**PASSAGE TO READ**.

---*---

Comment by John McCreery on August 22, 2011 at 4:19am

It may have been here on OAC or on Savage Minds; a few weeks ago someone pointed us to Anna Cerwonka and Liisa H. Halkki, Improvising Theory: Process and Temporality in Ethnographic Fieldwork. This book pointed me to the magisterial figure of Hans-Georg Gadamer, whose Truth  and Method (1960) was a powerful influence on Geertz. That led me to look for books by or about Gadamer that I could download to the Kindle reader on my iPad, which led me to The Cambridge Companion to Gadamer, edited by Robert J. Dorstal. There I not only found a lucid introduction to Gadamer. I also was awakened to the importance of this thinker, who in many respects anticipates what Neil has written about both Foucault and Geertz.


I am in the process of reading The Cambridge Companion to Gadamer and can claim no expertise. But early impressions suggest the following.


1. Gadamer was deeply aware of the historical specificity of knowledge, i.e., the language, categories and assumptions specific to historical periods and places that shape the starting point for all scholarly thought.

2. Gadamer was, however, also aware that knowledge is not trapped in the prejudices that scholars living in particular times and places bring to their subjects. New knowledge is generated with scholars with various prejudices interact with each other and/or the texts produced by others with different prejudices. 

3. If, however, they can open themselves to what the others have to say and question their own assumptions, they can enter into fruitful conversations that generate new knowledge.

4. Thus, the hermeneutic circle is not a circle at all. It is a dialogue that, if practiced properly, spirals upward, generating new knowledge and deeper understanding of what has gone before. 

5. Conceived in this way "truth" is neither trapped in the prejudices of particular times and places, nor does it require axiomatic grounding in what are taken to be immutable and inescapable assumptions that, on closer examination, turn out to be the prejudices of this or that particular tribe at this or that particular moment. It remains, while capable of expansion, forever partial and in need of further questioning.

As a self-justifying myth for scholars, it is hard to imagine anything better.


Comment by Neil Turner on August 21, 2011 at 8:39pm
Yes Jan, I was referring to the 1973 English publication.  I made the update to the blog.  Thank you...tchau.

---*---

**DATA BLOCK**.
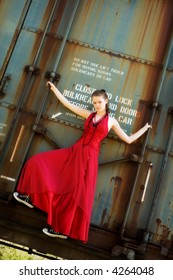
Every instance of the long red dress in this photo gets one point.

---*---

**REQUIRED TASKS**.
A) In the comment thread on Gadamer, which book did the writer find while looking for titles to download to a Kindle reader, and who edited it?
B) Pick up the comment thread on Gadamer after its last line and continue it.

**ANSWERS**.
A) The Cambridge Companion to Gadamer, edited by Robert J. Dorstal.

B)
Comment by bashkim lajçi on November 24, 2010 at 11:54pm
It's happy to find many friends on this site. Thanks for meeting...! everyone.
Comment by John McCreery on December 24, 2009 at 9:44am
Here in Japan it is almost 5:00 p.m. on Christmas Eve, December 24, 2009. Best wishes to all on whatever holidays you celebrate. A warm thanks for being here and participating in our conversations. May the new year be a peaceful, healthy and prosperous one.
Comment by John McCreery on December 18, 2009 at 3:30am
'teens negotiate permission spaces with authority and use them as currency for status and recognition among peers'

Interesting. Could we have a bit thicker description, please?
Comment by Arnab Sen on December 17, 2009 at 6:07pm
No perhaps not. It has to produce actionable insights but ones where the layers exist or suggest themselves. I mean nuanced insights like 'teens negotiate permission spaces with authority and use them as currency for status and recognition among peers' rather than 'teens today get leverage with parents / authority' or 'getting spaces for permission from authority is aspirational for teens today'. Or 'these spaces of permission are readily granted because the parents of millenials in India have seen too much change in too short a span to allow them to reinvent the cultural resources with which to interpret their childrens' world' rather than 'the generation gap has narrowed because parents allow their children greater freedom'. Something like that. Yes, obviously it's got be translatable into a positioning statement and a creative brief :-)
Comment by John McCreery on December 17, 2009 at 5:18pm
Of course, consumer work also starts with the rich, nuanced, etc. But as someone who has worked in advertising since 1983, I speak with some confidence when I say that if you fail to come up with actionable insights, the nuances go straight in the trash and the business to someone else. Are things different in India from the way they are in Japan?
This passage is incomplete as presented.